§ SET TASK:
Present the data once more in exactly its original form.

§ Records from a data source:
╭──

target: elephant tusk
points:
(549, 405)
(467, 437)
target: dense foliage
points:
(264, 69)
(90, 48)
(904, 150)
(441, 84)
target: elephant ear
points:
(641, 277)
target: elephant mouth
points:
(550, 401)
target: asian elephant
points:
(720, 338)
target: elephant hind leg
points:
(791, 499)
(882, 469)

╰──

§ SOLUTION:
target: elephant tusk
points:
(549, 405)
(467, 437)
target: dense foliage
points:
(264, 69)
(90, 48)
(904, 150)
(441, 84)
target: elephant ear
points:
(641, 277)
target: elephant mouth
points:
(550, 401)
target: asian elephant
points:
(720, 338)
target: elephant hind leg
points:
(791, 499)
(882, 469)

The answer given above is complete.